--- INPUT RECORDS ---

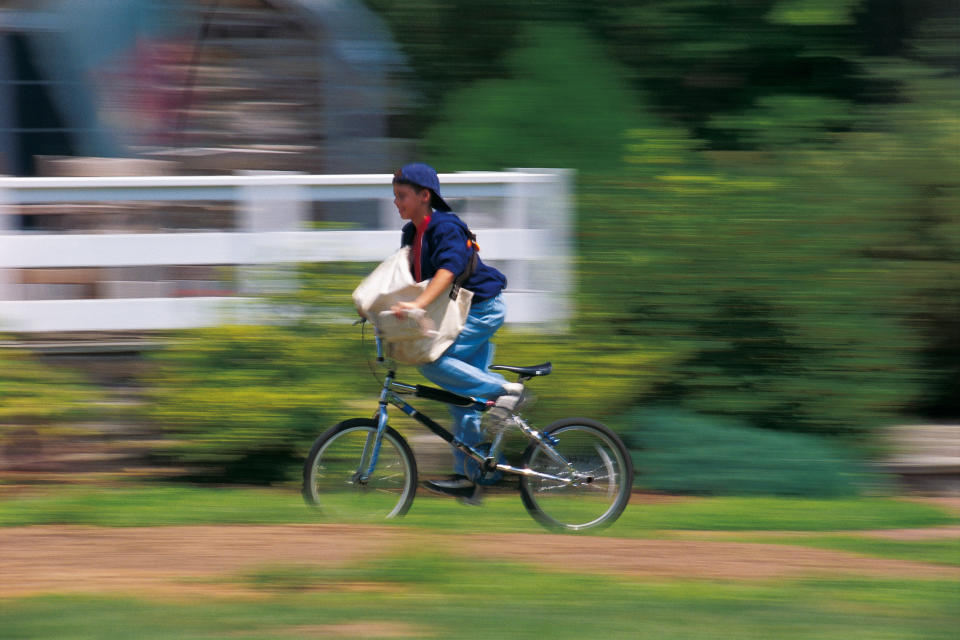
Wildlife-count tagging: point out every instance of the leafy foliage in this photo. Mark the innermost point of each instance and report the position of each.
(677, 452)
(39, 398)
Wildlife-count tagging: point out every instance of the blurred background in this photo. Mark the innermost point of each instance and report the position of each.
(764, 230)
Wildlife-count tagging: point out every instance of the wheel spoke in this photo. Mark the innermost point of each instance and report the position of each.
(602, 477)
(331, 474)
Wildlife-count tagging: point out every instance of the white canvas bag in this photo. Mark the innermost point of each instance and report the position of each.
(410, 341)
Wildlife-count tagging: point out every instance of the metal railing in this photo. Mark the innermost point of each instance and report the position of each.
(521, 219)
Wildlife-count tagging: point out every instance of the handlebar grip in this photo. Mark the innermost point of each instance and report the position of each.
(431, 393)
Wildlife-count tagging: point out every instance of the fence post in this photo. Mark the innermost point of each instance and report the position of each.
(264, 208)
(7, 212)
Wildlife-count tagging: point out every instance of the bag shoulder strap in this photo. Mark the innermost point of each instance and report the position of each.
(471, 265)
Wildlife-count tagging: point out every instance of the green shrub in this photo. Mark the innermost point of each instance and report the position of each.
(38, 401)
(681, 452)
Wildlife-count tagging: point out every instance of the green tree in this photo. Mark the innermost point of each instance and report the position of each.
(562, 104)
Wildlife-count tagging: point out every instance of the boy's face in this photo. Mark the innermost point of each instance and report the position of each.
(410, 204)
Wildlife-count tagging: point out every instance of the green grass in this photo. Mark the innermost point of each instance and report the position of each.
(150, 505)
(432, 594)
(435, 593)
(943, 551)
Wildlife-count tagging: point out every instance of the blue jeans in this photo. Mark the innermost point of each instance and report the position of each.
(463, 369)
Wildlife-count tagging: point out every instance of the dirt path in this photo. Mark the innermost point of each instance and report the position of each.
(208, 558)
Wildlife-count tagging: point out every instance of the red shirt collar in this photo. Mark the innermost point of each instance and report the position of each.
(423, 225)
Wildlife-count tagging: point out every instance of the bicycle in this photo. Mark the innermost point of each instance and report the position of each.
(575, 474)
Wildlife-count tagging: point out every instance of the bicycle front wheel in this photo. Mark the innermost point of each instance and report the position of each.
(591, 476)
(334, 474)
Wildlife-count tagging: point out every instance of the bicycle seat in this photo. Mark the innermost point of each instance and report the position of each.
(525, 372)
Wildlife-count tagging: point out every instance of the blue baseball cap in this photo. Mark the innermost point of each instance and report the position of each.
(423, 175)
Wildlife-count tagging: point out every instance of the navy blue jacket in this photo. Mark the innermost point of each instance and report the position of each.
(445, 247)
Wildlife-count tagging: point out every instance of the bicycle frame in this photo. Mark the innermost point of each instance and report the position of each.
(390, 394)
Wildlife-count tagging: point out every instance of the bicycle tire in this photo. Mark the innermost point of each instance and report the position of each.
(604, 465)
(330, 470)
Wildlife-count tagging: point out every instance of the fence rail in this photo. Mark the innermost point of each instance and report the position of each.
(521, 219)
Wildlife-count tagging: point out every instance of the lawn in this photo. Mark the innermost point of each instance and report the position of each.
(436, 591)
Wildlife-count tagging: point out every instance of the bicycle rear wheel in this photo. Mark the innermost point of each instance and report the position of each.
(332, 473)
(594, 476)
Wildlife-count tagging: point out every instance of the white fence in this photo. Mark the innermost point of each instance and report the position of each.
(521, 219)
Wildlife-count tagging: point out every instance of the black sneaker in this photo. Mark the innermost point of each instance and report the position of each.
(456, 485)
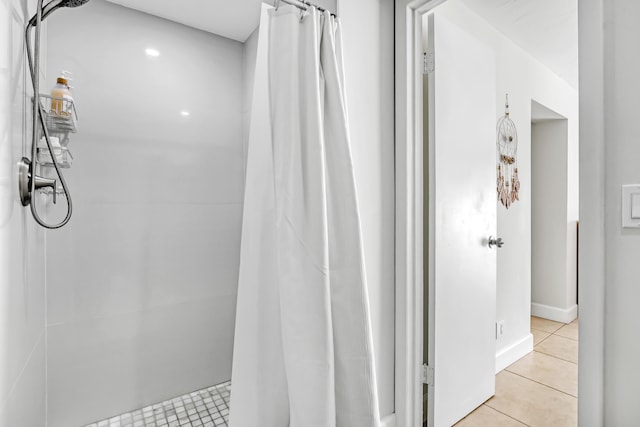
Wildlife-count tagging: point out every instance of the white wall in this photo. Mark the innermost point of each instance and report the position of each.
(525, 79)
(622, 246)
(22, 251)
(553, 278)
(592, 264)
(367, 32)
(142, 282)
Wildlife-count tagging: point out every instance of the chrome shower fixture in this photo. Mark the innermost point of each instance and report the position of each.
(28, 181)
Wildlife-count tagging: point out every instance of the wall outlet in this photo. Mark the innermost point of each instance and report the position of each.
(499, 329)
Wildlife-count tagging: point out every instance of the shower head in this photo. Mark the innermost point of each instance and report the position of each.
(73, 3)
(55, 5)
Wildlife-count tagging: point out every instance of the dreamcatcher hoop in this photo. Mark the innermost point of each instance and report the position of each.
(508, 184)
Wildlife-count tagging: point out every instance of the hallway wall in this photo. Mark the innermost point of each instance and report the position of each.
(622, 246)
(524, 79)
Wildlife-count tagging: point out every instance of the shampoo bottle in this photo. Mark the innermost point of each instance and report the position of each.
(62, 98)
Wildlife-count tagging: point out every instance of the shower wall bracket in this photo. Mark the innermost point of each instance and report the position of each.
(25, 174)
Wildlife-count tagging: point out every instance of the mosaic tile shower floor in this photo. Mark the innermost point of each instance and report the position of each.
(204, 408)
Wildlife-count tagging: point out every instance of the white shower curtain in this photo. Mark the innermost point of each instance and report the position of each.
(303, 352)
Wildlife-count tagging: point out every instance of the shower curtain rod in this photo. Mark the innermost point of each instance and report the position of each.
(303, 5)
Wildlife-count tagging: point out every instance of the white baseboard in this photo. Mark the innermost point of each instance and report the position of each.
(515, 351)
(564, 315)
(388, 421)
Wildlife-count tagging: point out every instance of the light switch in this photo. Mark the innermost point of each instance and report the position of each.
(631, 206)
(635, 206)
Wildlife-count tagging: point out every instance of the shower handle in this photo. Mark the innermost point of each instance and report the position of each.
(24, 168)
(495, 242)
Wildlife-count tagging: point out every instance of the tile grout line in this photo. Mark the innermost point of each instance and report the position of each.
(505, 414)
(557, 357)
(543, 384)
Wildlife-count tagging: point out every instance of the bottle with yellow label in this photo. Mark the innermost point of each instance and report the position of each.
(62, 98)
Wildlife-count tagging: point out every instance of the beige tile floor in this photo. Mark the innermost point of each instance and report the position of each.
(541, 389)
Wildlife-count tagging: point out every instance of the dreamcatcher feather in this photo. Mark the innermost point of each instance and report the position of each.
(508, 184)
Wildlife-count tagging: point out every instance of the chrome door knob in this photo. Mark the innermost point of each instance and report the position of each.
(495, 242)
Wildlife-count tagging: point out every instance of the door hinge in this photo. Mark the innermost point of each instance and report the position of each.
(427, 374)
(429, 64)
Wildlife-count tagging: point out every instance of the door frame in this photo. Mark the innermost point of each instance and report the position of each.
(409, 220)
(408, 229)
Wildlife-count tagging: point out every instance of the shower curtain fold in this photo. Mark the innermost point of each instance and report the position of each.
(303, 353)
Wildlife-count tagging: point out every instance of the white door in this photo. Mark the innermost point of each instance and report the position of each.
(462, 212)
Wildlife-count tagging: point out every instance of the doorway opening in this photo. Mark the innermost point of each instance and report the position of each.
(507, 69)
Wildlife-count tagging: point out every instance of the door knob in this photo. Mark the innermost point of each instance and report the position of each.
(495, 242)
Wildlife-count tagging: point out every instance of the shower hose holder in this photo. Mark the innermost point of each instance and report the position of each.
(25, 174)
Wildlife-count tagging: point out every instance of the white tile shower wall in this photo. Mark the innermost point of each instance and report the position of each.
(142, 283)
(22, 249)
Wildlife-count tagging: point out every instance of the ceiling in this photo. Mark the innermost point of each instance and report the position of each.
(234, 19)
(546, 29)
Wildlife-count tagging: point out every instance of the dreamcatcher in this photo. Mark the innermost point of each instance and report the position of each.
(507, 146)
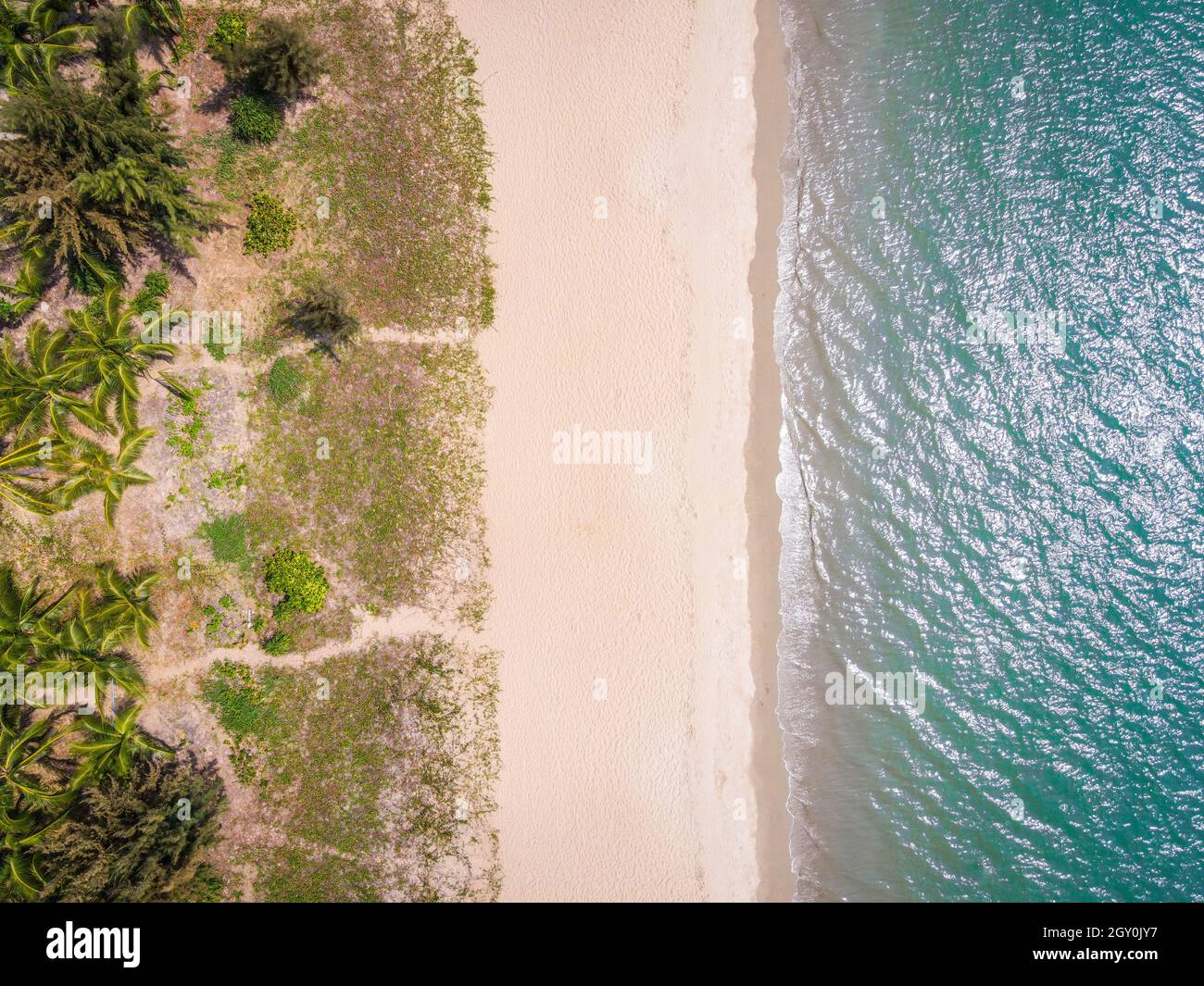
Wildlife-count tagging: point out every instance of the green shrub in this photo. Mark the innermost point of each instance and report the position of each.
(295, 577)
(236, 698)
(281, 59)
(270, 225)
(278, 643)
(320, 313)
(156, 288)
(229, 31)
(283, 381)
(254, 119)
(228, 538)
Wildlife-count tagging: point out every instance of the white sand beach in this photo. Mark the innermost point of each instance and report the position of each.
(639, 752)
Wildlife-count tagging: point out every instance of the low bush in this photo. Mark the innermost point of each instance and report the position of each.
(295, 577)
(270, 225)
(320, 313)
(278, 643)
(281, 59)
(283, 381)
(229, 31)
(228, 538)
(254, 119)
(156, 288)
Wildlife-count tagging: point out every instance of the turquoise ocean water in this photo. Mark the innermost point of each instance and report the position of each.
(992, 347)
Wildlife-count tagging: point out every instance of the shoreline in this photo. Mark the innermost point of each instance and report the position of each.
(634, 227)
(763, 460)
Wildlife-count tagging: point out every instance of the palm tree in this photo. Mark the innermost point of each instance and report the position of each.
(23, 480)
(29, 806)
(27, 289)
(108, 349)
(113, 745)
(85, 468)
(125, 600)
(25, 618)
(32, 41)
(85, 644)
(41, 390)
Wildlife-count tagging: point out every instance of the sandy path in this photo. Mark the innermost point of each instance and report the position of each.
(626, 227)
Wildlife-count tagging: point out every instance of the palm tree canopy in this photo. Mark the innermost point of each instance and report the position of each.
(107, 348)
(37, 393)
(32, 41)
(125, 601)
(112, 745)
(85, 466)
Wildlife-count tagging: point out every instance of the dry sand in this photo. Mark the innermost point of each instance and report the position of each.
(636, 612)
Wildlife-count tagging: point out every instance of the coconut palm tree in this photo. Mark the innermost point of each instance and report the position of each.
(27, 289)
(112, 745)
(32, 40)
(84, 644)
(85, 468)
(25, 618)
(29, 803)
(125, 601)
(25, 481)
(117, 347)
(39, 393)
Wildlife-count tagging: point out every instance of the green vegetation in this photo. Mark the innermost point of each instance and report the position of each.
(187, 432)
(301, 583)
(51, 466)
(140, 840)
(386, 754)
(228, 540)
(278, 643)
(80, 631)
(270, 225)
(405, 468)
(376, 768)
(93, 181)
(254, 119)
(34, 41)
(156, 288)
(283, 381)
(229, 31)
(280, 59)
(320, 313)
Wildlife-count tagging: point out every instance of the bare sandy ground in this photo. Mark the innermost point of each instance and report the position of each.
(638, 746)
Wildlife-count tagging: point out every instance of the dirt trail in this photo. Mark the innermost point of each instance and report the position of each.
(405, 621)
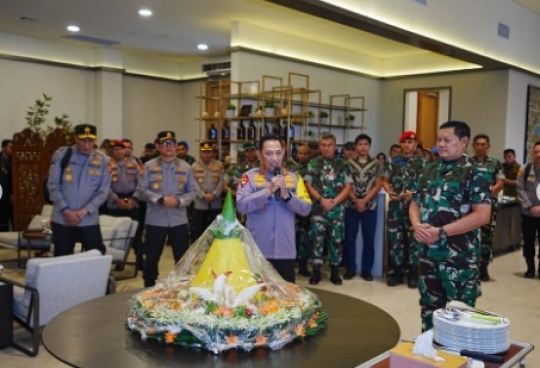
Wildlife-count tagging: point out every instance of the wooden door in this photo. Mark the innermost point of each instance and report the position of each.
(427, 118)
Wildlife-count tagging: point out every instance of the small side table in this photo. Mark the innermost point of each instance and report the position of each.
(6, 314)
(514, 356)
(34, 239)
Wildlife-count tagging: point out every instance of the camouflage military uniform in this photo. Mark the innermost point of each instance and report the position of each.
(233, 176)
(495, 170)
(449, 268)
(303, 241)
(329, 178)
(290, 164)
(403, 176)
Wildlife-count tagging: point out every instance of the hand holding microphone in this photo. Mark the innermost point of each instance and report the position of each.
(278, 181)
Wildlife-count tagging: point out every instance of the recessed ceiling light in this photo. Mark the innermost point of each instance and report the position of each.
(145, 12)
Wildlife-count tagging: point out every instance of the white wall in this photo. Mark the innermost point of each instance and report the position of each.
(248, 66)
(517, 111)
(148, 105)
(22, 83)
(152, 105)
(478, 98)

---

# TASK REQUIREMENTS
Drop the pictures, then reproduce exactly the lines from the one with "Wildlife-count tagging: point out every instance of the bare" through the final line of the listing.

# ANSWER FOR THIS EXERCISE
Wildlife-count tagging: point out every instance of the bare sandy ground in this photo. Mark the innermost point of each instance and report the position of each.
(638, 746)
Wildlife-count tagging: point out every instance of the dirt trail in this photo. Mark the innermost point of each instance and report the position of each.
(405, 621)
Wildlife-count tagging: point out every instance of the wooden door in this photo. Mark the innermost point of each instance and report the position of each.
(427, 118)
Wildlife-count tagging: point out every instance of the small side table in this photo. Mark the innermost point of each instance and report the position of each.
(6, 314)
(514, 356)
(34, 239)
Wildlife-count tagging: point out every instance of the camouflage military uniform in this photo. Mark the innermost point of each instance and report the position of each.
(233, 176)
(495, 170)
(449, 268)
(303, 241)
(329, 178)
(290, 164)
(403, 176)
Wildlife-count tagging: point out every instance of the hand holding microphone in this photo. Mark the innermost point of each instance and report the position of each.
(278, 181)
Wildlife-count tagging: point out every instance of the recessed ceiling light in this photo. Mark the innermost point of each instance and report the position of each.
(145, 12)
Wildlife-count tagging: point out every instance of the white wall in this photo. Mark the innermost point of each instance and report the position of each.
(248, 66)
(517, 111)
(148, 105)
(22, 83)
(152, 105)
(478, 98)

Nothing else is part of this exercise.